YOUR GOAL: Could you say how many lines in the records include "with"? Please give the number by itself.

────────────────────────────────────────

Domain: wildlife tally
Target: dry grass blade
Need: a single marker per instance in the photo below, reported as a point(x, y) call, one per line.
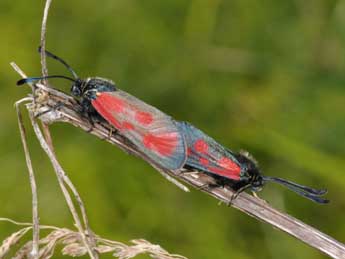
point(73, 245)
point(144, 247)
point(12, 240)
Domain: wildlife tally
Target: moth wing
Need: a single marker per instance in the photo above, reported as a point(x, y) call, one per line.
point(150, 130)
point(204, 153)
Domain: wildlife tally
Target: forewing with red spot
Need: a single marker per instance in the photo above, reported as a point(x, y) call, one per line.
point(205, 154)
point(152, 131)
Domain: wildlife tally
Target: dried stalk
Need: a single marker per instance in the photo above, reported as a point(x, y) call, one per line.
point(250, 205)
point(35, 218)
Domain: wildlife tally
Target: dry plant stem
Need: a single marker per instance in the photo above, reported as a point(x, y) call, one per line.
point(35, 218)
point(60, 175)
point(252, 206)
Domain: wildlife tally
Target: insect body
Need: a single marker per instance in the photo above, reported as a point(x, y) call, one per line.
point(169, 143)
point(237, 170)
point(150, 130)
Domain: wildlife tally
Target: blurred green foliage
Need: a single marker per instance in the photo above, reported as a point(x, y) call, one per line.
point(265, 76)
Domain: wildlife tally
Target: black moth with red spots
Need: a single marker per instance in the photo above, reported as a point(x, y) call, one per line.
point(170, 144)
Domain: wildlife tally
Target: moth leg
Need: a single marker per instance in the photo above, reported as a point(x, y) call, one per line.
point(234, 196)
point(55, 107)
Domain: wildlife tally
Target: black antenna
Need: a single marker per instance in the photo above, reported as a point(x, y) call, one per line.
point(307, 192)
point(32, 79)
point(51, 55)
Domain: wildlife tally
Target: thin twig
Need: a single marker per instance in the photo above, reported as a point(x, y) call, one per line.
point(60, 175)
point(47, 134)
point(35, 218)
point(250, 205)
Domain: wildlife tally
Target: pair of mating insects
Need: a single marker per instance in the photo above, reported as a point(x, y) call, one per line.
point(171, 144)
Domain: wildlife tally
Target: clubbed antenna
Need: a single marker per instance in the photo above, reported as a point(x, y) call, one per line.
point(51, 55)
point(307, 192)
point(32, 79)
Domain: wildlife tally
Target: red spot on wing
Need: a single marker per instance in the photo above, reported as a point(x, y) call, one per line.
point(203, 161)
point(201, 146)
point(127, 125)
point(163, 143)
point(111, 102)
point(102, 108)
point(143, 118)
point(227, 168)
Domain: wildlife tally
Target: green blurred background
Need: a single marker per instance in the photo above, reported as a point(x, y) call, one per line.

────────────────────────────────────────

WRITTEN SOLUTION: 2